Data for processing>
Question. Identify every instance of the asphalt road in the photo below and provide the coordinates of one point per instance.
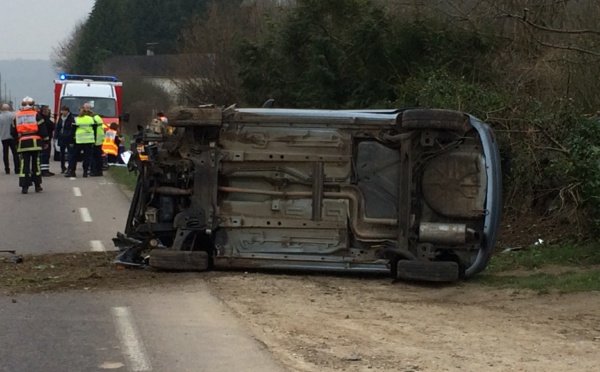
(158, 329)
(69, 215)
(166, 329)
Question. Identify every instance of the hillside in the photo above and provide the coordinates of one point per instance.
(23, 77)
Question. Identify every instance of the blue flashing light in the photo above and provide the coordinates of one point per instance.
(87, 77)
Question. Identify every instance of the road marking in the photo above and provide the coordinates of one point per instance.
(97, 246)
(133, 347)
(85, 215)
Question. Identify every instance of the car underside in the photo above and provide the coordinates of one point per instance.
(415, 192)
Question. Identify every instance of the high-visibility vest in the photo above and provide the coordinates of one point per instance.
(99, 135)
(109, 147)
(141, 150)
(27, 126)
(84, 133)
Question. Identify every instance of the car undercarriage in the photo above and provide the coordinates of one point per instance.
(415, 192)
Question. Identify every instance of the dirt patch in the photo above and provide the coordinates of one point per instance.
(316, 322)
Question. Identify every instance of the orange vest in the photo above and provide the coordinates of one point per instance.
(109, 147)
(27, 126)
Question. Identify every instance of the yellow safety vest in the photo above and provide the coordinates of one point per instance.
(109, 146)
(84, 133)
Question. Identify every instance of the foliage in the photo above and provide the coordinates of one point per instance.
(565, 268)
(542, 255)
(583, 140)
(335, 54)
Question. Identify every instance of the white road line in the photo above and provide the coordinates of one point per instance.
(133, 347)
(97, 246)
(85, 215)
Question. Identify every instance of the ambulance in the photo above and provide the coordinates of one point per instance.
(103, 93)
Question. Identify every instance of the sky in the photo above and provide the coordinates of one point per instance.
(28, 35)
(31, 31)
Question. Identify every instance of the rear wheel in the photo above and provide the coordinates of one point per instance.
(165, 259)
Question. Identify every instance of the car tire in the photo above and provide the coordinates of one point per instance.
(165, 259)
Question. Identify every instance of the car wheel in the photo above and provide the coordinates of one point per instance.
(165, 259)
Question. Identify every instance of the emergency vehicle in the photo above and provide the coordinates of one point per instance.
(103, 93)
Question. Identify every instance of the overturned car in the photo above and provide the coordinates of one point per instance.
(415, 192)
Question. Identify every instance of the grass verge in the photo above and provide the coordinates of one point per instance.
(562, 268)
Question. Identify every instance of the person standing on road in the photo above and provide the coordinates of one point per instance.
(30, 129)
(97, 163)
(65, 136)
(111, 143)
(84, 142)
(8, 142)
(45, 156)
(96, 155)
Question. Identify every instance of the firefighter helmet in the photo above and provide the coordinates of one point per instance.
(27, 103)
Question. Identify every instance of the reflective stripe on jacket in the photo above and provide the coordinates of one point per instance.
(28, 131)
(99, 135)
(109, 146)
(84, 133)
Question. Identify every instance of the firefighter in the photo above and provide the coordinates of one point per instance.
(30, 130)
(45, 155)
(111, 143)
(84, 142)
==
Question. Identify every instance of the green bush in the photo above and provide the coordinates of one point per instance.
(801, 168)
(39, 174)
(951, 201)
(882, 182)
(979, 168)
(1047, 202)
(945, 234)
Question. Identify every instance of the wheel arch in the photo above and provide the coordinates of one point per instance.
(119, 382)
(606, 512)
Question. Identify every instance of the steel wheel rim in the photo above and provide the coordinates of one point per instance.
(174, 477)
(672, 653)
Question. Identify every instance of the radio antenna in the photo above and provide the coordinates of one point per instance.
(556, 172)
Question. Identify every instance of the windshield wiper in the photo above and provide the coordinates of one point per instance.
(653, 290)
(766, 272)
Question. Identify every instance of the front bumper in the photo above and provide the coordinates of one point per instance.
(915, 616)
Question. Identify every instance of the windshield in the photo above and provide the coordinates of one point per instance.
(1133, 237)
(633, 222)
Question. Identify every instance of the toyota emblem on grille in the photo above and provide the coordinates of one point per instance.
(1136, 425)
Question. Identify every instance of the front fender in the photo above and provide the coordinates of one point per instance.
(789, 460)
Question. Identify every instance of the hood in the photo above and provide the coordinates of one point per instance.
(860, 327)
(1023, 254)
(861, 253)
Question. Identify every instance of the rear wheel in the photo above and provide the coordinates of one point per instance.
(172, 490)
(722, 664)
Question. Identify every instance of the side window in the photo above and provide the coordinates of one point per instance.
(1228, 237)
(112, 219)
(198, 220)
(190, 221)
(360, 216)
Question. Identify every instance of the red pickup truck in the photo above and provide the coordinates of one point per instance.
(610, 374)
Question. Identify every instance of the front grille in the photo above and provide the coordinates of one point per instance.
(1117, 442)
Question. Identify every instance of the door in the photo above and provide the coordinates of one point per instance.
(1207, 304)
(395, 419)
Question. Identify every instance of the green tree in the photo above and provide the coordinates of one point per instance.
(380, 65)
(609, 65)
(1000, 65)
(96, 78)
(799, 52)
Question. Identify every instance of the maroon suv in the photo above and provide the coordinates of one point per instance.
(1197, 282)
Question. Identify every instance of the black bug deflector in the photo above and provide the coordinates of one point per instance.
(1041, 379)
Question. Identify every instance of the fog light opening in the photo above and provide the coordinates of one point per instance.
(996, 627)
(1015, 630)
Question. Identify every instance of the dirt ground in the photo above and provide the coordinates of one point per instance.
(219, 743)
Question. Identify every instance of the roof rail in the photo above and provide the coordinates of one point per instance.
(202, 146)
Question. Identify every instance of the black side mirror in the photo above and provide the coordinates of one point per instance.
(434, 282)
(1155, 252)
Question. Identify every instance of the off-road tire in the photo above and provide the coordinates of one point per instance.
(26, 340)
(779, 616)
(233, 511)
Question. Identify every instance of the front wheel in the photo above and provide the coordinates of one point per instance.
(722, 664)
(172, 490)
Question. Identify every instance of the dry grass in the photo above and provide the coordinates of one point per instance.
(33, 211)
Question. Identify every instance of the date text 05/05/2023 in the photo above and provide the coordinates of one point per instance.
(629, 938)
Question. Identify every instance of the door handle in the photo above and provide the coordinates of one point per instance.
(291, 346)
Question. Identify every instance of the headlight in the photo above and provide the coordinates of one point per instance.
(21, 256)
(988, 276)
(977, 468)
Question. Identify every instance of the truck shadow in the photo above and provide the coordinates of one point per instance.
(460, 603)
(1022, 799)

What you are asked to do>
Begin at the row that has "Question. Identify every instance of the roof" and stop after the row that has "(1155, 252)". Give those rows again with "side mirror" replaced by "wing mirror" and everything else unchanged.

Written answer>
Question. Identify every instance of the roof rail in the photo above and provide the coordinates of one point per instance.
(202, 146)
Question. Identify every instance of the black wing mirror in the photo above and provide the coordinates of one point per instance.
(434, 282)
(1155, 252)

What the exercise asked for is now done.